[Begin Data section]

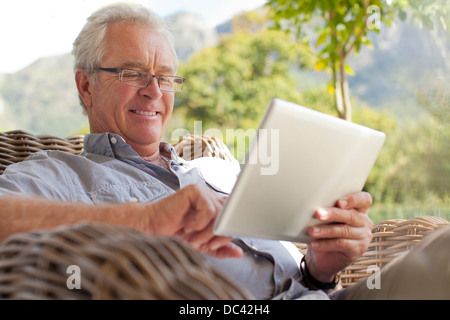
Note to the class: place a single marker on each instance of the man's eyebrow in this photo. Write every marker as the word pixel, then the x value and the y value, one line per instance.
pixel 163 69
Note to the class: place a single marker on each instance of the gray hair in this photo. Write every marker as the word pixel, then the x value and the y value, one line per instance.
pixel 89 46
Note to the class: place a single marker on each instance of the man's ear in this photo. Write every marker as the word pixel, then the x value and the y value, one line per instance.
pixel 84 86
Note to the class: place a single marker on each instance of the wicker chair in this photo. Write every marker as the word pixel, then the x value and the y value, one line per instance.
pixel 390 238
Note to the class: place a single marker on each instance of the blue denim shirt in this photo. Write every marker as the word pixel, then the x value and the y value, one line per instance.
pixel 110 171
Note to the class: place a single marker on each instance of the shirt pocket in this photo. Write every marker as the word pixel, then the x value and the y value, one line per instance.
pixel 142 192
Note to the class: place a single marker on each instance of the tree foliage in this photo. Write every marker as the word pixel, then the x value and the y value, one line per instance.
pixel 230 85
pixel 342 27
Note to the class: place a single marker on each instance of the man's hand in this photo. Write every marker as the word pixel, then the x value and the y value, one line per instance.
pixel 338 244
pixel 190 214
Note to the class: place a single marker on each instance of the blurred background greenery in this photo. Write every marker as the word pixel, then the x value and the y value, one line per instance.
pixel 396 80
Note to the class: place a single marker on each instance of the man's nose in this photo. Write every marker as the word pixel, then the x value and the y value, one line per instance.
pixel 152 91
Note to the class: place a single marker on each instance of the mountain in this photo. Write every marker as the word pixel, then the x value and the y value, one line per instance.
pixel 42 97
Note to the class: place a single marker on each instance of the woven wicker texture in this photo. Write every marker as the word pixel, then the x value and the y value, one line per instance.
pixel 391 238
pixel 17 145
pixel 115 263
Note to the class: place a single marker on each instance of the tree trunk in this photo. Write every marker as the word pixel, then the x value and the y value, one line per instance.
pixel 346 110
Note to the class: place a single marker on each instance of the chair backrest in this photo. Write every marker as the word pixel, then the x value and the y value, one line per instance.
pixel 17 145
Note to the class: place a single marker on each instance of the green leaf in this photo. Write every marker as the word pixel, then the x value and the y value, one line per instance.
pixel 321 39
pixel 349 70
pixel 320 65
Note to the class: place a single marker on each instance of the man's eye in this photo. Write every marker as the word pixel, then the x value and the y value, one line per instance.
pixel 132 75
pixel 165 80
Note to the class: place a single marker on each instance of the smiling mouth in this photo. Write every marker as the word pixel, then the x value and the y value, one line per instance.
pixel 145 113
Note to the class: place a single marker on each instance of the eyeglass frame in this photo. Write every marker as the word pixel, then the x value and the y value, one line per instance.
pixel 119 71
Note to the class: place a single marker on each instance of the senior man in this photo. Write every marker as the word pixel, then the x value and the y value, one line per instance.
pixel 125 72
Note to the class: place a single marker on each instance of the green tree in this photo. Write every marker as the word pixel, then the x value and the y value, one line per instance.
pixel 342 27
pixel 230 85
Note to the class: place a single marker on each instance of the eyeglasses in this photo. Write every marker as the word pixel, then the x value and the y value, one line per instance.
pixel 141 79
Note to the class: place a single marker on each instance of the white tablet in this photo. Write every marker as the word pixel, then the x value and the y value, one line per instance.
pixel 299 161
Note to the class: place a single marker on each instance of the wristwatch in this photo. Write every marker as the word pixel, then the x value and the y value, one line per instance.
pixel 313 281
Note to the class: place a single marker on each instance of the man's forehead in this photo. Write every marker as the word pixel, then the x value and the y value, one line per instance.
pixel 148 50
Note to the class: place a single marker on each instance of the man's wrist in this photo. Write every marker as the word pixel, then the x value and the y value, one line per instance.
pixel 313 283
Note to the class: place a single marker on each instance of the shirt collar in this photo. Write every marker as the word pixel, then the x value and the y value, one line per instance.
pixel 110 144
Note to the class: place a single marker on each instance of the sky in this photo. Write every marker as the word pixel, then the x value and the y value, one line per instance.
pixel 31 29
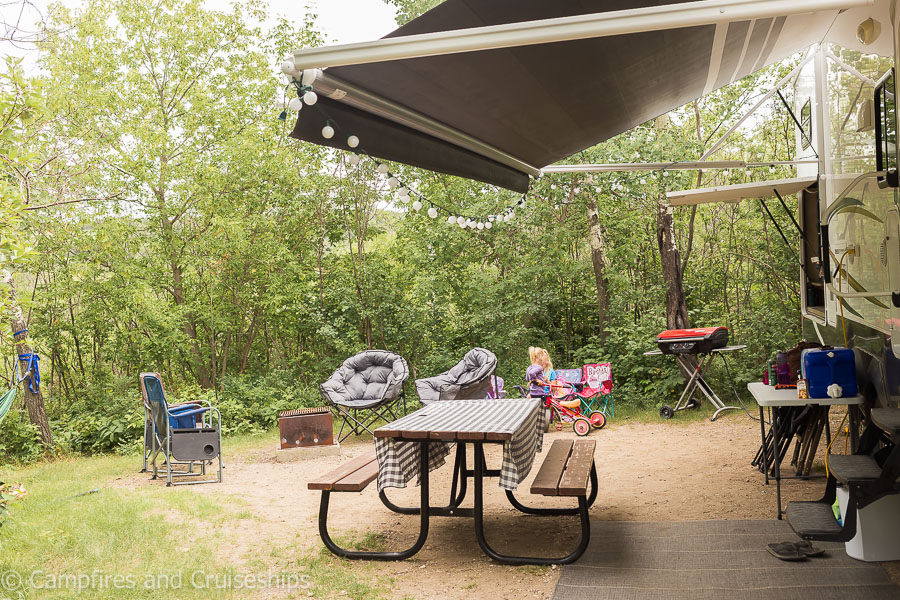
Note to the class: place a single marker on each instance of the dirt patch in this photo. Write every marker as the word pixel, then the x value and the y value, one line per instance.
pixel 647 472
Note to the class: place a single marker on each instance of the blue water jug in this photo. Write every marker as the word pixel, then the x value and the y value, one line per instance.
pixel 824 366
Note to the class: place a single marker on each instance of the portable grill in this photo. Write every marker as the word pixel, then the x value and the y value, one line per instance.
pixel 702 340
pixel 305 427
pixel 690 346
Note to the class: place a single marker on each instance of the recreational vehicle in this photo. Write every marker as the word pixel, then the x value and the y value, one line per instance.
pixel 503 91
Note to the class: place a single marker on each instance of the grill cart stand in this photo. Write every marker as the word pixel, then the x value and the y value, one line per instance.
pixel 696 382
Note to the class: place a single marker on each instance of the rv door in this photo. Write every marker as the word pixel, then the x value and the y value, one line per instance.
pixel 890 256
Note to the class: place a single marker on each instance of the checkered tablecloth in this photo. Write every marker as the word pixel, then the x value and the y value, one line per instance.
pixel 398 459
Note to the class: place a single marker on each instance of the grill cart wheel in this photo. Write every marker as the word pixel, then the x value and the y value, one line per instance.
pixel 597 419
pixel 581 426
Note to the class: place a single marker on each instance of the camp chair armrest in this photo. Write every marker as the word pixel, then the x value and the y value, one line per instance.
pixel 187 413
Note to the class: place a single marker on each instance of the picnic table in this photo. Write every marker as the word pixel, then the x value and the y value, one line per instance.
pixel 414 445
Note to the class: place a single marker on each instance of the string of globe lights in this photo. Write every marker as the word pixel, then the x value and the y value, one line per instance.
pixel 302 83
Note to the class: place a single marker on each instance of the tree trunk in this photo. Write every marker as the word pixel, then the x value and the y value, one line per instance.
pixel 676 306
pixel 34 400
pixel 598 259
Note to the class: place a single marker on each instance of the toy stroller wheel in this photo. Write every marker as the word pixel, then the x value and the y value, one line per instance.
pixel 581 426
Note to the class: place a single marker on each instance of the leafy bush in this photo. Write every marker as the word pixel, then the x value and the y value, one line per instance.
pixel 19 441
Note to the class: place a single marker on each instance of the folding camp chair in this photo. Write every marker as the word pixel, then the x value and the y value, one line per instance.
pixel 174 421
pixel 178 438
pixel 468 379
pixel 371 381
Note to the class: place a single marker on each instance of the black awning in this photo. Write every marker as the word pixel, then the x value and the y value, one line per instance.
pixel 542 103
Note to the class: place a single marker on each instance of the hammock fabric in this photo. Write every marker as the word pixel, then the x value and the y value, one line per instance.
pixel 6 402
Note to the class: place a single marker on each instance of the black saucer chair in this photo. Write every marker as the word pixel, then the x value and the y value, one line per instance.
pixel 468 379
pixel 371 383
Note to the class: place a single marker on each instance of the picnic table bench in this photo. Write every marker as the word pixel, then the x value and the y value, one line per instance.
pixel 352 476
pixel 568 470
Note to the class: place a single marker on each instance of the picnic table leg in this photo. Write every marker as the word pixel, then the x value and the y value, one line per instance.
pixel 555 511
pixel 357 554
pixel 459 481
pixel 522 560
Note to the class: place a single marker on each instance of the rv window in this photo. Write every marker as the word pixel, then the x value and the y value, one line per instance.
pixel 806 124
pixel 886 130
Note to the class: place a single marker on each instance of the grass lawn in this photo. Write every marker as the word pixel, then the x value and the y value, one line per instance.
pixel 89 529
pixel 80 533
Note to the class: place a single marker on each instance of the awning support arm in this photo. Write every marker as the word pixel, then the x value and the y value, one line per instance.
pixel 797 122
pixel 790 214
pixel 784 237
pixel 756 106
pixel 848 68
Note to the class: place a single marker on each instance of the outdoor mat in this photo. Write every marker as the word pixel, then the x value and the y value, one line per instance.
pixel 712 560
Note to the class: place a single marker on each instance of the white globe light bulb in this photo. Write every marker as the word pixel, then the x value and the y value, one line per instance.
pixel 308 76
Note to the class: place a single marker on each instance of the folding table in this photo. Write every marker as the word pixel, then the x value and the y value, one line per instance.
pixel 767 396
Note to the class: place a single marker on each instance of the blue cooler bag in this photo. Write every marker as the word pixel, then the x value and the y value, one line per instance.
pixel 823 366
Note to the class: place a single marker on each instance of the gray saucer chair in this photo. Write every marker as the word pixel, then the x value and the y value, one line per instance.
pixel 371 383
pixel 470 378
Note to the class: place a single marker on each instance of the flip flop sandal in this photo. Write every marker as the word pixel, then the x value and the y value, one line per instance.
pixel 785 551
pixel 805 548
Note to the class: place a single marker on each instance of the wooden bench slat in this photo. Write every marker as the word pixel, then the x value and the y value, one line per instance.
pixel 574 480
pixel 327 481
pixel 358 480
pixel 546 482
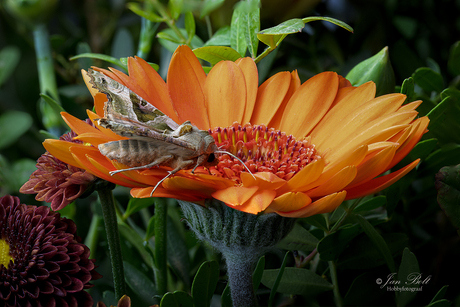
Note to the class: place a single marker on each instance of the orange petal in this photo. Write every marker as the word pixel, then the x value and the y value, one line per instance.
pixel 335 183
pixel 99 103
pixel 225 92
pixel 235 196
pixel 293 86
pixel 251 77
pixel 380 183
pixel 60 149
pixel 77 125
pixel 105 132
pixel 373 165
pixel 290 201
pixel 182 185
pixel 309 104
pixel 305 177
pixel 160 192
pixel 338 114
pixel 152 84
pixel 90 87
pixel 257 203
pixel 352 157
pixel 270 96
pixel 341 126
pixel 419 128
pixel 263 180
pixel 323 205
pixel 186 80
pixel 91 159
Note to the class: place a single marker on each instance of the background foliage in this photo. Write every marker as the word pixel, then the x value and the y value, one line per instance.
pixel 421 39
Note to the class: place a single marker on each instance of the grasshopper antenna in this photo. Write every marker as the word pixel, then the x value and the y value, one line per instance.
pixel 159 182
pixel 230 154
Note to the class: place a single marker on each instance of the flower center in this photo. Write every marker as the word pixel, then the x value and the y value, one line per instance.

[End Data section]

§ **Set problem**
Rewrite the lines from the one containing "of the senior" through the one containing "pixel 141 79", inclusive, with "green tree" changed to "leafy tree" and nothing else altered. Give only those lines.

§ **Finished answer**
Note to the class: place a single marker on each instance of the senior man in this photo. Write every marker as the word pixel, then the x value and the y value, one line per instance.
pixel 125 72
Note to the class: place a single marker on each instance of the leafy tree in this photo. Write every marker as the word pixel, then the x value and the y value, one line per instance.
pixel 342 27
pixel 230 85
Note to the class: place a single marker on each instance of the eyeglasses in this photo. Write every marker as the word pixel, then the x value and the y value, one line per instance.
pixel 141 79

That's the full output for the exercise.